**Stored entries**:
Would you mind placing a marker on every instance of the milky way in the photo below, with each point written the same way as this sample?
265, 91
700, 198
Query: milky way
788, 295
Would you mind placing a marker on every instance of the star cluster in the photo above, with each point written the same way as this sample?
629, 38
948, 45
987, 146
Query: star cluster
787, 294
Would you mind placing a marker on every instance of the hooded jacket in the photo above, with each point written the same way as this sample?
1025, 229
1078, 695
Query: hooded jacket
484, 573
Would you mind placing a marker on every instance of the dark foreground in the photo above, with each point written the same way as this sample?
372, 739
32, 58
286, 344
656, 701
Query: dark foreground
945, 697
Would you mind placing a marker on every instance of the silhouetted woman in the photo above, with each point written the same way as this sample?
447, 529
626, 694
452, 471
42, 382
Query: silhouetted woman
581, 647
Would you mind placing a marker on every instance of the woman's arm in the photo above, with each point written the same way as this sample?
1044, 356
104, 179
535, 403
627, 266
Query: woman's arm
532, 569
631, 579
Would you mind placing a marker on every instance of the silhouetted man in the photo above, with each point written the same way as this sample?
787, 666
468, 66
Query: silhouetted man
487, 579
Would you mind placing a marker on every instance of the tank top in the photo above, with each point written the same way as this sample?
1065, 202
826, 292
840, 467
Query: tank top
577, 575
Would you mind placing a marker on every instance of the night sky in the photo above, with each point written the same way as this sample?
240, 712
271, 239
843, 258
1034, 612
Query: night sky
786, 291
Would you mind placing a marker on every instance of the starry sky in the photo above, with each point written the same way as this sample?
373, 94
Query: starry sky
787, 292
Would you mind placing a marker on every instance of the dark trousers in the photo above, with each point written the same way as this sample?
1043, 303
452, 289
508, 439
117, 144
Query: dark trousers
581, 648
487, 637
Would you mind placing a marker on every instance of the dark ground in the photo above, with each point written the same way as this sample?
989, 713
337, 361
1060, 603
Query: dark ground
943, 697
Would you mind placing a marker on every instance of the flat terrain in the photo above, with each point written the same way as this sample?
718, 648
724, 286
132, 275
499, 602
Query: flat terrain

**What you will do**: Beginning at the line that holds "the silhouetted man", write out word for word each line through the end of the records.

**Final answer**:
Would you mind placing a marker on every instance of the silhouetted man in the photo above, with each point written the same way as this sample?
787, 666
468, 66
Query: silhouetted man
487, 579
Would you mind placing a marker on every instance of the tank top in the photo above, with each point written the same way as this sample?
1065, 202
826, 292
840, 467
Query: tank top
577, 575
Would you mind placing a marker on every instance of the night sky in the photo above, with each point written the same way as this sample?
240, 712
271, 239
843, 258
1034, 612
Query: night sky
786, 291
Would you mind placing a marker on every instance of the starry sky in the photo above, with each point written the same way as this sample?
373, 94
Query: starry sky
787, 292
Would you mind placing a marker on every instance of the dark trousers in the photo above, with each point written the same way as this sample?
1043, 303
452, 289
508, 439
117, 144
Query: dark trousers
581, 648
487, 637
Would you mind placing a marker on every instance of the dark ground in the photo above, with each point written the same way as this sample?
989, 713
337, 361
1060, 603
Query: dark ground
943, 697
Would you mind placing a marker on every instance of the flat terrain in the photo above, with each point written the same way as this sample?
718, 648
724, 286
132, 275
499, 602
Query: flat terrain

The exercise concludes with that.